= Input records =
============

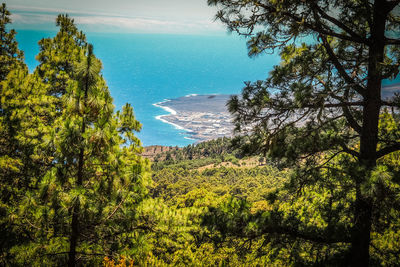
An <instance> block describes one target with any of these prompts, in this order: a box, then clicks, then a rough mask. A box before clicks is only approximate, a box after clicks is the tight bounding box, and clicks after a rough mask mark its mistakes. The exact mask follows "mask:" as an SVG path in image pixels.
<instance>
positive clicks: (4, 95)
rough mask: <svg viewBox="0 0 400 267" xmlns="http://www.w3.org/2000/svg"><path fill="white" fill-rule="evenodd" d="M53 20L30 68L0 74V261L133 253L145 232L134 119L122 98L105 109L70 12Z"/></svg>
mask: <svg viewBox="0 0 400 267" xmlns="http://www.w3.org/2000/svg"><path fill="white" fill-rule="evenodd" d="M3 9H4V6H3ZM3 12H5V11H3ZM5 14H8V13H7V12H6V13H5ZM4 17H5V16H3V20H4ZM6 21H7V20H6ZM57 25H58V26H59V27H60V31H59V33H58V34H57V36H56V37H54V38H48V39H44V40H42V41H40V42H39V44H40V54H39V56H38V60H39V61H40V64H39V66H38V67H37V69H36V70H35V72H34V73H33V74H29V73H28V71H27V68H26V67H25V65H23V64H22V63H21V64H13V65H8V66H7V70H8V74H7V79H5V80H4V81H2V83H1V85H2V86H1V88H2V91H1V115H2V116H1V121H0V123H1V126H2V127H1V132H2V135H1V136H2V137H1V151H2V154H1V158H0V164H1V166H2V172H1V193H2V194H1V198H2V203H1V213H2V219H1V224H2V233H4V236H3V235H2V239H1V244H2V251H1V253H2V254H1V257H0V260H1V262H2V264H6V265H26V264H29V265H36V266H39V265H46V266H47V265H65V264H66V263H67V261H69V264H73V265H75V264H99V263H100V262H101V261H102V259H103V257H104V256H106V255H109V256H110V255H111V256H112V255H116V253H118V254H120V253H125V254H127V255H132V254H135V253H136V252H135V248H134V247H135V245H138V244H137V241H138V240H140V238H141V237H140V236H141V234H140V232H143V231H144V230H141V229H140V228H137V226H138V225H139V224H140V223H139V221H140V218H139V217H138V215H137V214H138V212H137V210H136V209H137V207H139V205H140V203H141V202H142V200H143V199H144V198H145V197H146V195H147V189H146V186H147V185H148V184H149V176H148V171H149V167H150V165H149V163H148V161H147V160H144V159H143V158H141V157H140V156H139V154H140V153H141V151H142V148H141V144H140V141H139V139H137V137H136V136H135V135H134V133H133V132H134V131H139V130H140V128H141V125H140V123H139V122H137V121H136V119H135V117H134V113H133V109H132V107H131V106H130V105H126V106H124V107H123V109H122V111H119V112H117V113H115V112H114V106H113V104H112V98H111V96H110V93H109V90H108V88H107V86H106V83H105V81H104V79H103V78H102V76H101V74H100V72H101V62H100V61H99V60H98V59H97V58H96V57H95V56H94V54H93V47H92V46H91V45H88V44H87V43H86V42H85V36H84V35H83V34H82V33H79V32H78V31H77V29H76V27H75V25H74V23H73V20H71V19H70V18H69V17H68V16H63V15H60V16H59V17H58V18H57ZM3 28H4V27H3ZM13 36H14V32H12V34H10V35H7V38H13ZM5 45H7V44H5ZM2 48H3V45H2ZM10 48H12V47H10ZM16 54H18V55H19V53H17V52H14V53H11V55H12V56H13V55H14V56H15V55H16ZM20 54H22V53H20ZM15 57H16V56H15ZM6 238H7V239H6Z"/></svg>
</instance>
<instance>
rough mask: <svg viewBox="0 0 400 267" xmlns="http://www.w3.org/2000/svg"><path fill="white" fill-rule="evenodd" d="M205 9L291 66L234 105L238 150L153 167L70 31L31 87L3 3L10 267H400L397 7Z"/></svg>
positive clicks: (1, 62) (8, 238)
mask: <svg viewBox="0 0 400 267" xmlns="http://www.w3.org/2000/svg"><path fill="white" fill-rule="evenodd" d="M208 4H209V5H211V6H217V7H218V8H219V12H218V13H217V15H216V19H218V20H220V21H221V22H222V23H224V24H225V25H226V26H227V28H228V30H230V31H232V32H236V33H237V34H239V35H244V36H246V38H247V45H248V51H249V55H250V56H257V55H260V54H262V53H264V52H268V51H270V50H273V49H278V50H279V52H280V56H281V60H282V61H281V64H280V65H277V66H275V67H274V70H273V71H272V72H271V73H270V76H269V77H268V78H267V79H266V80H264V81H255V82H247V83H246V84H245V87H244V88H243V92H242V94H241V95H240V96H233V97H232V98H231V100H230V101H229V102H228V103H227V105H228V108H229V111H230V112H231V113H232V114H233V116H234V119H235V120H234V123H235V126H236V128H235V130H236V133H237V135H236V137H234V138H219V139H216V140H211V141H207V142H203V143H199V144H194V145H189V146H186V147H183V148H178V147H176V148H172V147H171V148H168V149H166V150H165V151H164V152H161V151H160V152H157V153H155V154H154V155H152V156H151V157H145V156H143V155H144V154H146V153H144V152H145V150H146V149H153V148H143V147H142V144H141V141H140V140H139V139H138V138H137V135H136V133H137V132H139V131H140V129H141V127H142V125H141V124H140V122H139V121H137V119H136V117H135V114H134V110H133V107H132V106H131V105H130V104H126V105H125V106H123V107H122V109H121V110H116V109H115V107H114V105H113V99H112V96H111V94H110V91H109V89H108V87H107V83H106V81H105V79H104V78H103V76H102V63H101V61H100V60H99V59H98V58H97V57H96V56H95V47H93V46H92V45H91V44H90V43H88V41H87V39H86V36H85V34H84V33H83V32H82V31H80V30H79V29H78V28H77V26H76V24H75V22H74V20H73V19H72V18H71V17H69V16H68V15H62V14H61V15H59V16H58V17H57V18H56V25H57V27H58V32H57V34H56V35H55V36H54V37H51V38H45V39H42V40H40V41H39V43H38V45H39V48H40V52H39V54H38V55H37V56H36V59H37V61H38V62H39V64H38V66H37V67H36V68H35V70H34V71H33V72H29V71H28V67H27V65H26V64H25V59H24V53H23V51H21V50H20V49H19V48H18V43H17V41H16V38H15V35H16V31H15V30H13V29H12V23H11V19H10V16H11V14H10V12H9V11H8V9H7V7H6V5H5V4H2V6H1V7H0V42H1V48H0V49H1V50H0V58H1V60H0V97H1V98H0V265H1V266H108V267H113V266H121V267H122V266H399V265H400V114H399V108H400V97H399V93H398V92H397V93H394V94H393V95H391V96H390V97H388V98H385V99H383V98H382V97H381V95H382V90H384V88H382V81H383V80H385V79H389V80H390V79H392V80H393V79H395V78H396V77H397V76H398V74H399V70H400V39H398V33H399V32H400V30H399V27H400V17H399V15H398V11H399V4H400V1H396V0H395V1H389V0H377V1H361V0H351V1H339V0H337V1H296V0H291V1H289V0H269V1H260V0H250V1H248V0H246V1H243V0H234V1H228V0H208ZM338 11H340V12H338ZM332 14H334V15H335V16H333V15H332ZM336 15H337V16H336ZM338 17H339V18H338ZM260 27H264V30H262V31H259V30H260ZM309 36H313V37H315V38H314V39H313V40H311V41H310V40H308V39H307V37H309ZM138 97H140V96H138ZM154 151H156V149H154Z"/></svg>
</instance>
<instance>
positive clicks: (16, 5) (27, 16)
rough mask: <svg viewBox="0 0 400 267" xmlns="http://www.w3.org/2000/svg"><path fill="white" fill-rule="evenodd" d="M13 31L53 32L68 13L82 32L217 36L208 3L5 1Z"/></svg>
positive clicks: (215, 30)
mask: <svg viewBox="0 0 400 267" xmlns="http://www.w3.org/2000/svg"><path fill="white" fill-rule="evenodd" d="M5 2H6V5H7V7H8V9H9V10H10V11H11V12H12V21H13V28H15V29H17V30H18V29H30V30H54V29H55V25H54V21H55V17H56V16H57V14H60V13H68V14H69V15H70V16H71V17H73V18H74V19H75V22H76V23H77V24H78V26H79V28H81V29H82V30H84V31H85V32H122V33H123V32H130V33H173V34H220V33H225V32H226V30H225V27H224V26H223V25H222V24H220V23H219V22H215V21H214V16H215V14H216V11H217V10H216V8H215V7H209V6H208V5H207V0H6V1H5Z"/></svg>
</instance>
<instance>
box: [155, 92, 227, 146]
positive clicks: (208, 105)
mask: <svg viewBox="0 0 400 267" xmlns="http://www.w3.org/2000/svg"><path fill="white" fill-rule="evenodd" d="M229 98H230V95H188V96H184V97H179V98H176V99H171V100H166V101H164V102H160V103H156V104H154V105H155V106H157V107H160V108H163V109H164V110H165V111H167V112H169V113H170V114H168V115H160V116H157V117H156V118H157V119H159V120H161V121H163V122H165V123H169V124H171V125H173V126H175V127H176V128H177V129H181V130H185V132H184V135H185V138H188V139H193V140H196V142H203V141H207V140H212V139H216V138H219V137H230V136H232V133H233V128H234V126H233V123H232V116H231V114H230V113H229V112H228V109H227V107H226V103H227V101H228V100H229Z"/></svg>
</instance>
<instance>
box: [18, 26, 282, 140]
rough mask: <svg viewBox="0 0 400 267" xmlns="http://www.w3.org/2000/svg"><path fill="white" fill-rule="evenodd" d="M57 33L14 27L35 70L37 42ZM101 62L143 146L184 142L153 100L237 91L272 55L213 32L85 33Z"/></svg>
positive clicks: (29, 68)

============

= Required action =
Rewrite the rows as a numbered list, running from the very start of the rows through the line with "positive clicks: (4, 95)", both included. Skip blank lines and leave out the pictures.

= Reply to the exercise =
1. An <instance> block describes one target with any of these prompts, in this order: a box, then clicks, then a rough mask. A box before clicks is only approximate, a box after clicks is the tight bounding box, and clicks after a rough mask mark its mistakes. The exact mask follows "mask:" as an SVG path in image pixels.
2. <instance>
3. positive clicks: (4, 95)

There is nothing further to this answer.